*SOURCE*.
=-=-=
Strange Artifact on NVIDIA hardware

Hello guys, today i recognized a strange artifact on my NVIDIA laptop.

[ATTACH=CONFIG]128[/ATTACH]
[ATTACH=CONFIG]129[/ATTACH]

This Artifact becomes more and more noticeable if i render the scene in a lower resolution.
The second image is rendering the scene in just one pixel and render it then on a fullscreen quad.
On my AMD PC everything works fine. Do you have any idea what could cause this?

Thanks in Advance
SH

Hard to tell by the screenshots, but I’ve seen similar while porting vkQuake to the Shield TV and in the end this turned out to be a synchronization issue. Do you have proper barriers and synchronization semaphores in place?

That’s a good question… i just can say i hope it xD
I am using only one semaphore which syncs the acquiring of the swapchain-image with the following usage. Everything else is synchronized with Subpass-Dependencies (via VK_SUBPASS_EXTERNAL).

Are you using proper fencing? How do the subpass dependencies look?

My Subpass-Dependencies for every RenderPass:

        VkSubpassDependency subpassDependencys[2];
        subpassDependencys[0].srcSubpass        = VK_SUBPASS_EXTERNAL;
        subpassDependencys[0].dstSubpass        = 0;
        subpassDependencys[0].srcStageMask      = VK_PIPELINE_STAGE_BOTTOM_OF_PIPE_BIT;
        subpassDependencys[0].dstStageMask      = VK_PIPELINE_STAGE_COLOR_ATTACHMENT_OUTPUT_BIT;
        subpassDependencys[0].srcAccessMask     = VK_ACCESS_MEMORY_READ_BIT;
        subpassDependencys[0].dstAccessMask     = VK_ACCESS_COLOR_ATTACHMENT_READ_BIT | VK_ACCESS_COLOR_ATTACHMENT_WRITE_BIT;
        subpassDependencys[0].dependencyFlags   = VK_DEPENDENCY_BY_REGION_BIT;

        subpassDependencys[1].srcSubpass        = 0;
        subpassDependencys[1].dstSubpass        = VK_SUBPASS_EXTERNAL;
        subpassDependencys[1].srcStageMask      = VK_PIPELINE_STAGE_COLOR_ATTACHMENT_OUTPUT_BIT;
        subpassDependencys[1].dstStageMask      = VK_PIPELINE_STAGE_BOTTOM_OF_PIPE_BIT;
        subpassDependencys[1].srcAccessMask     = VK_ACCESS_COLOR_ATTACHMENT_READ_BIT | VK_ACCESS_COLOR_ATTACHMENT_WRITE_BIT;
        subpassDependencys[1].dstAccessMask     = VK_ACCESS_MEMORY_READ_BIT;
        subpassDependencys[1].dependencyFlags   = VK_DEPENDENCY_BY_REGION_BIT;

My draw-method (called every frame and between updates):

    // Submit the recorded command buffer alternating and submit the rendered result to the surface
    void RenderingEngine::draw()
=-=-=
*RECORDED DATA*.

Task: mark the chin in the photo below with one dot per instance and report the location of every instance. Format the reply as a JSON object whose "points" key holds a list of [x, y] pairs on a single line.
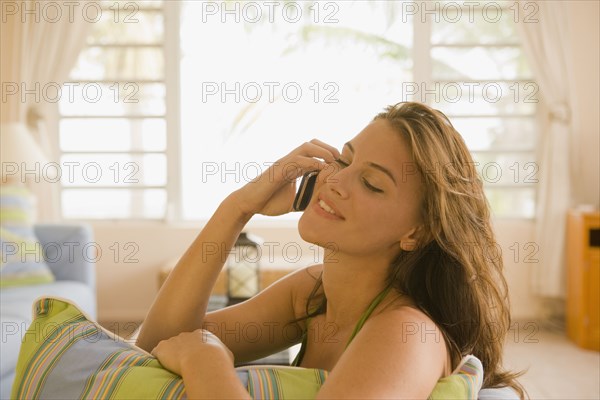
{"points": [[310, 232]]}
=-=-=
Please copy the forum thread about the NVIDIA rendering artifact, starting at "[ATTACH=CONFIG]128[/ATTACH]" and ending at "a fullscreen quad.", substituting "view" for each occurrence of "scene".

[ATTACH=CONFIG]128[/ATTACH]
[ATTACH=CONFIG]129[/ATTACH]

This Artifact becomes more and more noticeable if i render the view in a lower resolution.
The second image is rendering the view in just one pixel and render it then on a fullscreen quad.